#### [Reading passage]
+---+

Seattle Considers Safe Space for Heroin Use
Can a non-punitive response take it too far?


So what is the line between allowing people to do what they want with their bodies—including addictive and/or dangerous drugs—and using public policies and funds to facilitate it? And what's the line between policies that help protect public health and reduce public harms and those that fund behavior many believe to be self-destructive?
Seattle is considering where those lines might be drawn in a proposed program to create a safe space for the consumption of heroin. A special task force created by the city to focus on heroin addiction is recommending something even more accommodating than a needle exchange program. They propose a supervised facility where heroin addicts could get clean needles, shoot up, and access medication to prevent overdoses. They'd also be able to use the facility to get treatment.
The goal is to figure out what to do with the addicts among Seattle's homeless population. Seattle is trying to reduce the size and scope of its version of Skid Row, known as The Jungle. The city has reduced the population of people living there, but of those who remain, The Seattle Times reports, many are addicts:
[Seattle Mayor Ed] Murray has proposed a dormitory-style homeless shelter modeled after San Francisco's Navigation Center that would allow pets, partners, storage for personal belongings, and intoxicated residents — unlike some shelters — as a way to coax residents out of encampments.

+---+

#### [Stored data]
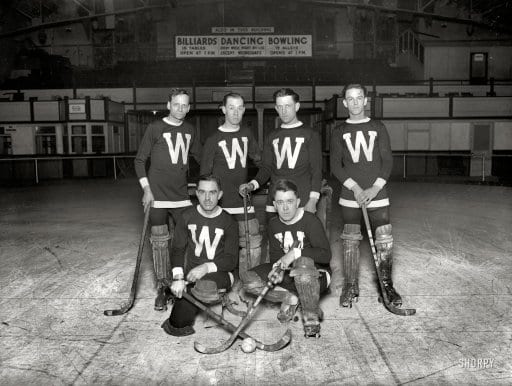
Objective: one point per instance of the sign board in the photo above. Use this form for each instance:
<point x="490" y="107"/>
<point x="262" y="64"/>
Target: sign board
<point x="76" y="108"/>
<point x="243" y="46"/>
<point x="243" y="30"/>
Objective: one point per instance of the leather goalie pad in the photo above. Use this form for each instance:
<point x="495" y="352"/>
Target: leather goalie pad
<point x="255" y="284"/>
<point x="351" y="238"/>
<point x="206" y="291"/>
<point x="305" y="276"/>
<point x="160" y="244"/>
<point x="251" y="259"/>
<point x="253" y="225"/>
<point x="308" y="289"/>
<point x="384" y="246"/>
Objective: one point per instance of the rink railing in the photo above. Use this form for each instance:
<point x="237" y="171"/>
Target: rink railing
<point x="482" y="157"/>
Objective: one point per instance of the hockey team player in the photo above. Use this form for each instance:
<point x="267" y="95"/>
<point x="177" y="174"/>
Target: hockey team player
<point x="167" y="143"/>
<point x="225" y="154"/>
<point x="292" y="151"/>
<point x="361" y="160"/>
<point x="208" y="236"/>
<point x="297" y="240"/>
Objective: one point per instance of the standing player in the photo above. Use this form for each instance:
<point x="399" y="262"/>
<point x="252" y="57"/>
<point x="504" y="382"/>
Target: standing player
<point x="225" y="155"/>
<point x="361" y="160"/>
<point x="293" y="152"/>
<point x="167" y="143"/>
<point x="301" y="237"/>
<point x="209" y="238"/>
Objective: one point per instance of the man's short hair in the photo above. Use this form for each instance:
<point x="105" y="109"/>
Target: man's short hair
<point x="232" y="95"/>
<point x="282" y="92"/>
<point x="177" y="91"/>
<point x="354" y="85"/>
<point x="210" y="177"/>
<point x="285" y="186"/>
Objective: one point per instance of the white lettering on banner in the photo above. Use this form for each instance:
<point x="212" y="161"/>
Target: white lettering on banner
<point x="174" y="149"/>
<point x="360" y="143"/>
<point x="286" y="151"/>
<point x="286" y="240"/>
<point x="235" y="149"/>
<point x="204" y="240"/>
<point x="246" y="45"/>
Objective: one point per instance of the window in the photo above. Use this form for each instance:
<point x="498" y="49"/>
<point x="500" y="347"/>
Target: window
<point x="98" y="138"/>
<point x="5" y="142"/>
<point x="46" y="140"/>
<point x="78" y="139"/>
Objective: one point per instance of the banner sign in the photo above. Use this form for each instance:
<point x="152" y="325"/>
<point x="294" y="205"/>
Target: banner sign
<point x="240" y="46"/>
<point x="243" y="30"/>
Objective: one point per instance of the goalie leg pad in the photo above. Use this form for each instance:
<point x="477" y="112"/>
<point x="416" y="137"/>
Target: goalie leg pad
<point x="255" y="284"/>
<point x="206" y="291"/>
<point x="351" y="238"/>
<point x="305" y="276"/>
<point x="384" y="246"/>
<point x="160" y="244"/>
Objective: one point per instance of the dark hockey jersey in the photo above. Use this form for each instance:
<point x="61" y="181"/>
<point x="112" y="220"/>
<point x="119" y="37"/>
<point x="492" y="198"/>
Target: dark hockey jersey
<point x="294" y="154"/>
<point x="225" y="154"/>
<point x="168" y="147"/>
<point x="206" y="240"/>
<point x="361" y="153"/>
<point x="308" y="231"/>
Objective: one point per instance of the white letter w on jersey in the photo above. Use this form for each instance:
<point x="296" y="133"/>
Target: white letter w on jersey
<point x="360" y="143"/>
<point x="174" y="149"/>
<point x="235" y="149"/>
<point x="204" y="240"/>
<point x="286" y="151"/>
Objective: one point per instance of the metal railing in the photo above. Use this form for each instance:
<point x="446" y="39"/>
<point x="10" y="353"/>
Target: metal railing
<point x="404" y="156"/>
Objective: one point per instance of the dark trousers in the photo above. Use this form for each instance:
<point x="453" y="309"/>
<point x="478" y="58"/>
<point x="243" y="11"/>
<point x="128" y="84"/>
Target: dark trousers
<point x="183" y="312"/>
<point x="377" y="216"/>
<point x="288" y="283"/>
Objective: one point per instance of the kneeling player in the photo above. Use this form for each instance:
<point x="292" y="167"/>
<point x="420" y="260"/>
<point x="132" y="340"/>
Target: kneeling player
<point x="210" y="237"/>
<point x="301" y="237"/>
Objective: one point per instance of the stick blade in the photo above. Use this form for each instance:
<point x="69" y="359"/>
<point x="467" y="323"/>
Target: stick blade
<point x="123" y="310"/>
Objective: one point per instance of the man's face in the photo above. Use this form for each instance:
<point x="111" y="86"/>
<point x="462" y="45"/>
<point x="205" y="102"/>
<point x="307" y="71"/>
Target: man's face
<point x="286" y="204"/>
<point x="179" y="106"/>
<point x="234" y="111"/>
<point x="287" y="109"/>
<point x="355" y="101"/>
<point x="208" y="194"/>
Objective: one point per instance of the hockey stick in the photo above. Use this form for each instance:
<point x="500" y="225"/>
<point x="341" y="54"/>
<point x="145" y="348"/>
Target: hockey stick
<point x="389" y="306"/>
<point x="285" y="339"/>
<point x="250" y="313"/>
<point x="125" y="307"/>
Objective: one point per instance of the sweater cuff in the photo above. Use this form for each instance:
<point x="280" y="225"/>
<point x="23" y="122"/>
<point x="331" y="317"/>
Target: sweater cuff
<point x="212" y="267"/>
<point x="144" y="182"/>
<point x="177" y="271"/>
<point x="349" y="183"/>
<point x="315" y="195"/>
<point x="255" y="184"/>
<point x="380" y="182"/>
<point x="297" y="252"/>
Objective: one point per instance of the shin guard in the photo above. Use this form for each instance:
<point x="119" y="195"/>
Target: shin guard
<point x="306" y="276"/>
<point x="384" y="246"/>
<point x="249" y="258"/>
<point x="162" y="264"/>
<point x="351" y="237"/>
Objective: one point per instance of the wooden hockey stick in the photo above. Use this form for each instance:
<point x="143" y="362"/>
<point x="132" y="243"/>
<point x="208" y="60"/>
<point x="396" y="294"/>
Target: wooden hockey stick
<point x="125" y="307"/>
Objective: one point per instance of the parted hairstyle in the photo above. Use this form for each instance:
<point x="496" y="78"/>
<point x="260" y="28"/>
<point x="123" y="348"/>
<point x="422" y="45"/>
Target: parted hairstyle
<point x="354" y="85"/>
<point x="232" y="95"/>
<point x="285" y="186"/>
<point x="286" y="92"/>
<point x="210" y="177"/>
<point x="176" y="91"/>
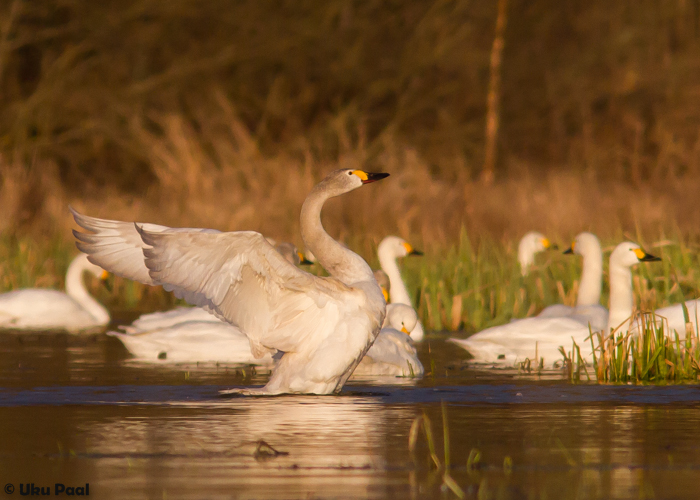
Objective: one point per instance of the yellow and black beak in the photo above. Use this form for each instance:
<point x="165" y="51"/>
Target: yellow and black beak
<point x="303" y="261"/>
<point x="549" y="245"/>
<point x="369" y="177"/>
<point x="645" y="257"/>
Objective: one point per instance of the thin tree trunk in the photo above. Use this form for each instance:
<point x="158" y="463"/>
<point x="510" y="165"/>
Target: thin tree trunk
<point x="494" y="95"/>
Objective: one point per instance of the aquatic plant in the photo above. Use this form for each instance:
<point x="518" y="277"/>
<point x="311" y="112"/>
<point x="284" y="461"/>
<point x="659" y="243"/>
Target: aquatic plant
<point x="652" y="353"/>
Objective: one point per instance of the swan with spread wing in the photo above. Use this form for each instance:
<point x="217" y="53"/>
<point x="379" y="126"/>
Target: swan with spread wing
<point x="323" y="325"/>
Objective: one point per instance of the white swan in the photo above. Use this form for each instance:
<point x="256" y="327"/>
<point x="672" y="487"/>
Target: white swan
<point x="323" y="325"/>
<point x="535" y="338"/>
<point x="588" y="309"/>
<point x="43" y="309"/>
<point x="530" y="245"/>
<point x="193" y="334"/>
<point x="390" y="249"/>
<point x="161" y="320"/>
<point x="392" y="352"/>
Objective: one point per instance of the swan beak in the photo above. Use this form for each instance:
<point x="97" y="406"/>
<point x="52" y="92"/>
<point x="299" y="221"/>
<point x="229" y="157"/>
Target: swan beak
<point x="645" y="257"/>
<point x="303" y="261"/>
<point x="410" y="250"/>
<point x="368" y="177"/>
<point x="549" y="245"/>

+---+

#### [Set of tasks]
A - Using the article on Seattle's heroin proposal, answer each item on its own line:
(i) What is Seattle's version of Skid Row known as?
(ii) Besides clean needles and a place to shoot up, what two things could addicts get at the proposed supervised facility?
(iii) What shelter is Mayor Ed Murray's proposed dormitory-style homeless shelter modeled after?
B - Turn the paragraph beginning "Seattle is considering where those lines might be drawn" in the article on Seattle's heroin proposal into a short bulleted list that keeps its main facts.

#### [Answers for the tasks]
A -
(i) The Jungle.
(ii) Medication to prevent overdoses, and treatment.
(iii) San Francisco's Navigation Center.

B -
- Seattle is considering where to draw those lines in a proposed program to create a safe space for heroin use.
- A city task force on heroin addiction recommends something even more accommodating than a needle exchange program.
- The proposal is a supervised facility where heroin addicts could get clean needles, shoot up, and access medication to prevent overdoses.
- Addicts could also use the facility to get treatment.